Required action:
Locate the word "mirror" in the data below, then copy every line that holds it.

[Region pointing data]
Start of Block

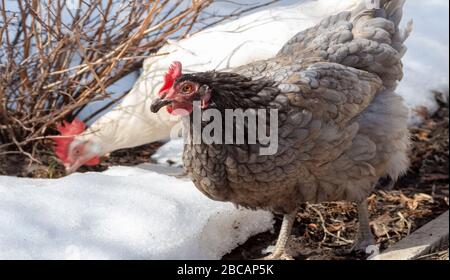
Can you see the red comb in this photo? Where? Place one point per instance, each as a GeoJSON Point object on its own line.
{"type": "Point", "coordinates": [175, 71]}
{"type": "Point", "coordinates": [69, 130]}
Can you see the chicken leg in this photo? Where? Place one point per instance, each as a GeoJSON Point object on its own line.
{"type": "Point", "coordinates": [364, 237]}
{"type": "Point", "coordinates": [285, 232]}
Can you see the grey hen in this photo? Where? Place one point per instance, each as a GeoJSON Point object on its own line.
{"type": "Point", "coordinates": [340, 125]}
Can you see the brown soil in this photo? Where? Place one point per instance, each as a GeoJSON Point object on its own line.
{"type": "Point", "coordinates": [419, 197]}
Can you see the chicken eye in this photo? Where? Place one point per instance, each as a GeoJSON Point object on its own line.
{"type": "Point", "coordinates": [187, 88]}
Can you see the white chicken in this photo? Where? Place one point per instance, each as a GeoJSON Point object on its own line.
{"type": "Point", "coordinates": [251, 38]}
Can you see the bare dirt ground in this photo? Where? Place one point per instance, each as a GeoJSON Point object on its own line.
{"type": "Point", "coordinates": [321, 230]}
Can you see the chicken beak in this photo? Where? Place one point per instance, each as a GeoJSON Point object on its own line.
{"type": "Point", "coordinates": [71, 168]}
{"type": "Point", "coordinates": [158, 103]}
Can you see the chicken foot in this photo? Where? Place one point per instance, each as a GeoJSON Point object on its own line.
{"type": "Point", "coordinates": [285, 232]}
{"type": "Point", "coordinates": [364, 237]}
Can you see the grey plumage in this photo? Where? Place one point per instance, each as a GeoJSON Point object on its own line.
{"type": "Point", "coordinates": [342, 127]}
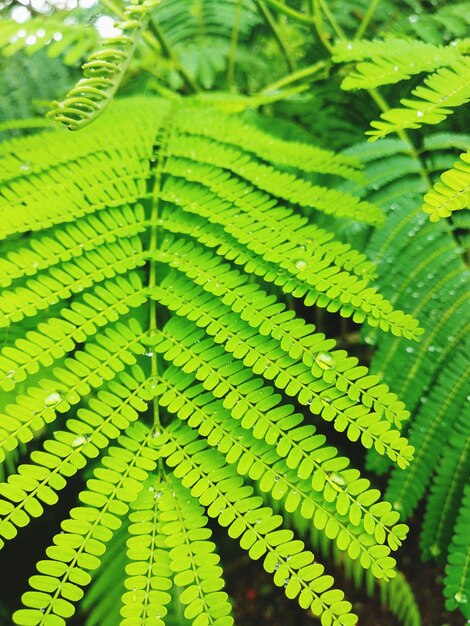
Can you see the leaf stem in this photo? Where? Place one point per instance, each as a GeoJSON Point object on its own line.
{"type": "Point", "coordinates": [301, 74]}
{"type": "Point", "coordinates": [169, 53]}
{"type": "Point", "coordinates": [233, 45]}
{"type": "Point", "coordinates": [290, 12]}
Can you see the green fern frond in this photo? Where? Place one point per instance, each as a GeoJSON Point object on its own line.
{"type": "Point", "coordinates": [456, 582]}
{"type": "Point", "coordinates": [444, 90]}
{"type": "Point", "coordinates": [429, 432]}
{"type": "Point", "coordinates": [76, 550]}
{"type": "Point", "coordinates": [391, 61]}
{"type": "Point", "coordinates": [104, 70]}
{"type": "Point", "coordinates": [68, 451]}
{"type": "Point", "coordinates": [226, 497]}
{"type": "Point", "coordinates": [451, 193]}
{"type": "Point", "coordinates": [396, 596]}
{"type": "Point", "coordinates": [258, 448]}
{"type": "Point", "coordinates": [158, 276]}
{"type": "Point", "coordinates": [102, 601]}
{"type": "Point", "coordinates": [446, 491]}
{"type": "Point", "coordinates": [429, 272]}
{"type": "Point", "coordinates": [246, 137]}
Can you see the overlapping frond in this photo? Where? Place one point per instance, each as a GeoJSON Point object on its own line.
{"type": "Point", "coordinates": [443, 91]}
{"type": "Point", "coordinates": [433, 378]}
{"type": "Point", "coordinates": [104, 70]}
{"type": "Point", "coordinates": [456, 582]}
{"type": "Point", "coordinates": [397, 596]}
{"type": "Point", "coordinates": [76, 550]}
{"type": "Point", "coordinates": [157, 250]}
{"type": "Point", "coordinates": [390, 61]}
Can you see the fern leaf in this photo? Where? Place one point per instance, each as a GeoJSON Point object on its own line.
{"type": "Point", "coordinates": [444, 90]}
{"type": "Point", "coordinates": [193, 558]}
{"type": "Point", "coordinates": [358, 421]}
{"type": "Point", "coordinates": [75, 552]}
{"type": "Point", "coordinates": [396, 596]}
{"type": "Point", "coordinates": [104, 71]}
{"type": "Point", "coordinates": [451, 193]}
{"type": "Point", "coordinates": [71, 242]}
{"type": "Point", "coordinates": [446, 491]}
{"type": "Point", "coordinates": [232, 503]}
{"type": "Point", "coordinates": [102, 601]}
{"type": "Point", "coordinates": [254, 457]}
{"type": "Point", "coordinates": [456, 582]}
{"type": "Point", "coordinates": [53, 339]}
{"type": "Point", "coordinates": [279, 184]}
{"type": "Point", "coordinates": [68, 451]}
{"type": "Point", "coordinates": [295, 338]}
{"type": "Point", "coordinates": [149, 575]}
{"type": "Point", "coordinates": [156, 259]}
{"type": "Point", "coordinates": [238, 134]}
{"type": "Point", "coordinates": [428, 434]}
{"type": "Point", "coordinates": [391, 60]}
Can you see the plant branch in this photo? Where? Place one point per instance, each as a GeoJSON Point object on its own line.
{"type": "Point", "coordinates": [271, 23]}
{"type": "Point", "coordinates": [384, 107]}
{"type": "Point", "coordinates": [295, 15]}
{"type": "Point", "coordinates": [169, 53]}
{"type": "Point", "coordinates": [302, 74]}
{"type": "Point", "coordinates": [234, 44]}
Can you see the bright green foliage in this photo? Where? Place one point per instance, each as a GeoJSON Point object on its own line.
{"type": "Point", "coordinates": [215, 209]}
{"type": "Point", "coordinates": [431, 377]}
{"type": "Point", "coordinates": [444, 90]}
{"type": "Point", "coordinates": [457, 584]}
{"type": "Point", "coordinates": [393, 60]}
{"type": "Point", "coordinates": [452, 193]}
{"type": "Point", "coordinates": [395, 596]}
{"type": "Point", "coordinates": [160, 271]}
{"type": "Point", "coordinates": [104, 70]}
{"type": "Point", "coordinates": [390, 61]}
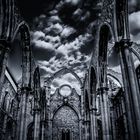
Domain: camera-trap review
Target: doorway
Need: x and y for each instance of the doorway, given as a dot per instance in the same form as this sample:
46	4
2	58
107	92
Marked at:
65	134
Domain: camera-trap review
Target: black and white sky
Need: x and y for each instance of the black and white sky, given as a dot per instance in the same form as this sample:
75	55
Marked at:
61	35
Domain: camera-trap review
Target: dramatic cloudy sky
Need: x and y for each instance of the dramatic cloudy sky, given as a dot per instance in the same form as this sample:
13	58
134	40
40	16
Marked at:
61	35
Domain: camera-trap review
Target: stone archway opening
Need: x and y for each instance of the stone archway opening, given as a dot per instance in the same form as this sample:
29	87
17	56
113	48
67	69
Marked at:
65	124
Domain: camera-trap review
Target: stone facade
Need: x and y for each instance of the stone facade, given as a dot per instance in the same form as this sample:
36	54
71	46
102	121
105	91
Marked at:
102	110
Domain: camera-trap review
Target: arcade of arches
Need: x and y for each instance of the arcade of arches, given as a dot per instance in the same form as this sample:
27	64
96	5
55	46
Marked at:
104	105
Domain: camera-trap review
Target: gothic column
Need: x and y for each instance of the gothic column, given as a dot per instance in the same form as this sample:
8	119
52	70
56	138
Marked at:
93	119
4	51
82	113
43	130
23	108
48	114
37	124
103	91
132	94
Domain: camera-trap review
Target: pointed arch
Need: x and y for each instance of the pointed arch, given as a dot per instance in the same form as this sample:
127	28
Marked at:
65	71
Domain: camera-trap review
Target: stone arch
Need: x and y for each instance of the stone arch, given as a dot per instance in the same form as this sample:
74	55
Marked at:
65	118
113	77
66	70
20	25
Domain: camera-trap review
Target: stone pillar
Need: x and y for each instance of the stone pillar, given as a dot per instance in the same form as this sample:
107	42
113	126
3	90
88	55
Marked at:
113	119
132	94
105	113
4	52
4	126
22	120
93	120
43	130
37	124
82	102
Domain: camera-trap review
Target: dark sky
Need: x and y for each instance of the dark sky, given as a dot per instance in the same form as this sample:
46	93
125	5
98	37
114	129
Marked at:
61	34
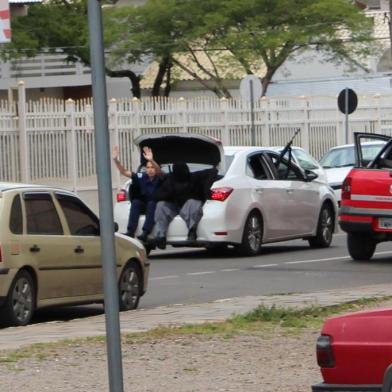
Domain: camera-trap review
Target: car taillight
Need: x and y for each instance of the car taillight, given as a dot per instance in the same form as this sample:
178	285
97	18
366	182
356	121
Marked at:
220	194
346	188
325	357
122	196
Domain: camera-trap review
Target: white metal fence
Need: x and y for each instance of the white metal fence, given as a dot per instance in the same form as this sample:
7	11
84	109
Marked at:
52	141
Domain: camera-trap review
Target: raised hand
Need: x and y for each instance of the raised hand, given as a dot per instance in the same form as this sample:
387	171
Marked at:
116	153
147	153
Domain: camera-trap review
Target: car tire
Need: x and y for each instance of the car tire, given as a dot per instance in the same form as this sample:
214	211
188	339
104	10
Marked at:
360	247
216	249
130	287
325	226
19	307
252	236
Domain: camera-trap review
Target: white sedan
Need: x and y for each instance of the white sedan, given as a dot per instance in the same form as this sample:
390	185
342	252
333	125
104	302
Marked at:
258	197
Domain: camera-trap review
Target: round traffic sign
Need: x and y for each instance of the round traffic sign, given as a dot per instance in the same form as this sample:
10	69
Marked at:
351	102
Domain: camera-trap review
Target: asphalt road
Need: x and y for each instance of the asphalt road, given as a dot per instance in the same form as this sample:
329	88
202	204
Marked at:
184	276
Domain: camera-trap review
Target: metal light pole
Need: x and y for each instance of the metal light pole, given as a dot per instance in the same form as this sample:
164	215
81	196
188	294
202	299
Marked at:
102	150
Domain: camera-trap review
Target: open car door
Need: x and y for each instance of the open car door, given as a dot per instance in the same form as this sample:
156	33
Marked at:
369	147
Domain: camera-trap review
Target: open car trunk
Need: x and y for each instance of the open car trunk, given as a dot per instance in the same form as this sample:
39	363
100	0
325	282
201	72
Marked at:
188	148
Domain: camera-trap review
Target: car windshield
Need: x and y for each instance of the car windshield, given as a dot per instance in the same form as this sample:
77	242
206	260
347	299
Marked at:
305	160
345	156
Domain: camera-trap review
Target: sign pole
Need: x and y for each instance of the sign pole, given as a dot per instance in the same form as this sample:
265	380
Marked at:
252	112
102	150
346	110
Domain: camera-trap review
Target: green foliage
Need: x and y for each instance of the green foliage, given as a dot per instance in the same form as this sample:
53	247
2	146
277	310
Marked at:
208	40
50	26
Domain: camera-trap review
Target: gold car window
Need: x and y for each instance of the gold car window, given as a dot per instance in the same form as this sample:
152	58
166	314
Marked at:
81	220
16	219
41	214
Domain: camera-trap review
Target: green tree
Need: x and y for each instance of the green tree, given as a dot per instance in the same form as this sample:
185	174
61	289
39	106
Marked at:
274	31
211	41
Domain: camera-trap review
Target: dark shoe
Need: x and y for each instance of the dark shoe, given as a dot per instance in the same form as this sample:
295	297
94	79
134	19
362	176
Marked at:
161	242
192	234
143	237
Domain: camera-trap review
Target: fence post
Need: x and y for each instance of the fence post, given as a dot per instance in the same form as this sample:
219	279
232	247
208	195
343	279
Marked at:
182	109
23	151
265	134
138	131
71	143
226	129
114	137
378	111
305	135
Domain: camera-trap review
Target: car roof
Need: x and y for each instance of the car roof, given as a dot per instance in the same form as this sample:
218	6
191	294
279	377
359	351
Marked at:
375	143
6	186
231	150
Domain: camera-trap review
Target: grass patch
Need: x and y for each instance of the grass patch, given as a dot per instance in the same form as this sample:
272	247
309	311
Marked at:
262	320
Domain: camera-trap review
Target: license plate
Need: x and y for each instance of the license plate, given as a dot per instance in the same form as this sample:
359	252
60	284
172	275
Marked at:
385	223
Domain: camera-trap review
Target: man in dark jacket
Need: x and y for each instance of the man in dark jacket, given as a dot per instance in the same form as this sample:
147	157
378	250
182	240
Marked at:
182	193
142	190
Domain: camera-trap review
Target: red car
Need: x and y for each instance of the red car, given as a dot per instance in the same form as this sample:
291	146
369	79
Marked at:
365	212
354	352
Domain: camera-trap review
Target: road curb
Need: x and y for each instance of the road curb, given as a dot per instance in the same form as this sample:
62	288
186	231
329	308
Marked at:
176	315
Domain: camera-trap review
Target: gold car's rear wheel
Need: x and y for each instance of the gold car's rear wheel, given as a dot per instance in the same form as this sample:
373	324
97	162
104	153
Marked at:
130	287
20	304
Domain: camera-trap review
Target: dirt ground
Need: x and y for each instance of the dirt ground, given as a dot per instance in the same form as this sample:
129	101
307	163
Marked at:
250	363
272	361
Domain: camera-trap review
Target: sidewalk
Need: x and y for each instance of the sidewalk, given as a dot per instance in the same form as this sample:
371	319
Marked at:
145	319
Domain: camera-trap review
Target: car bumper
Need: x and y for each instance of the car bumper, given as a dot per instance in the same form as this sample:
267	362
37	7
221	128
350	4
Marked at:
217	225
345	388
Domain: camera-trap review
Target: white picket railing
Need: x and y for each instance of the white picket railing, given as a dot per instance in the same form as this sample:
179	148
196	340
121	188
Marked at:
52	141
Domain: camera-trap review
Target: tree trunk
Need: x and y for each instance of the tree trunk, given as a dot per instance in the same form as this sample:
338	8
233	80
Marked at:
135	80
168	80
163	66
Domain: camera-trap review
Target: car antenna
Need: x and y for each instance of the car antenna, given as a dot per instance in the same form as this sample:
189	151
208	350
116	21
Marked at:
287	147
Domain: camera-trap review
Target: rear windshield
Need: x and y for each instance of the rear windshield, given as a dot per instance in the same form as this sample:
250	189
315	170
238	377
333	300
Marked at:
345	156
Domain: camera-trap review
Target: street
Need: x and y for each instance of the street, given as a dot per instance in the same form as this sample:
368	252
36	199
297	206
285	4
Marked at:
185	276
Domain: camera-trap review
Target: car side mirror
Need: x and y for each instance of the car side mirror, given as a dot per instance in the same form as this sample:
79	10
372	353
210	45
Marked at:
310	175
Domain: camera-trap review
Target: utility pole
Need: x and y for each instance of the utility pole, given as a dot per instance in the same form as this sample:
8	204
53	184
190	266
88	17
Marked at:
390	30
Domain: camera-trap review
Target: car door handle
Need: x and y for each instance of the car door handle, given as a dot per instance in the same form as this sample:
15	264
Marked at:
35	248
78	249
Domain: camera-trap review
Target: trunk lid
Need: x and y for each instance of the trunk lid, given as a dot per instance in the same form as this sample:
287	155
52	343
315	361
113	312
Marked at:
189	148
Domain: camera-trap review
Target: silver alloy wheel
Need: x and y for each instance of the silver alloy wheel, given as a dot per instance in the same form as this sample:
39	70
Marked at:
254	233
129	288
326	225
22	301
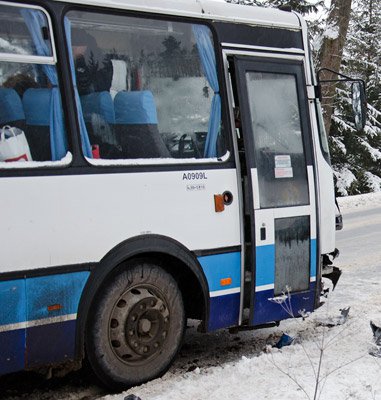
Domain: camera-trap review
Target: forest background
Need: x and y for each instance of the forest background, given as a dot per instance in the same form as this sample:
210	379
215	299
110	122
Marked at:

End of Block

Reply to the exercise:
Target: car side mirror
Need: x and y for each instance of the car side mirror, given as a dot per instance in the same form as this sample:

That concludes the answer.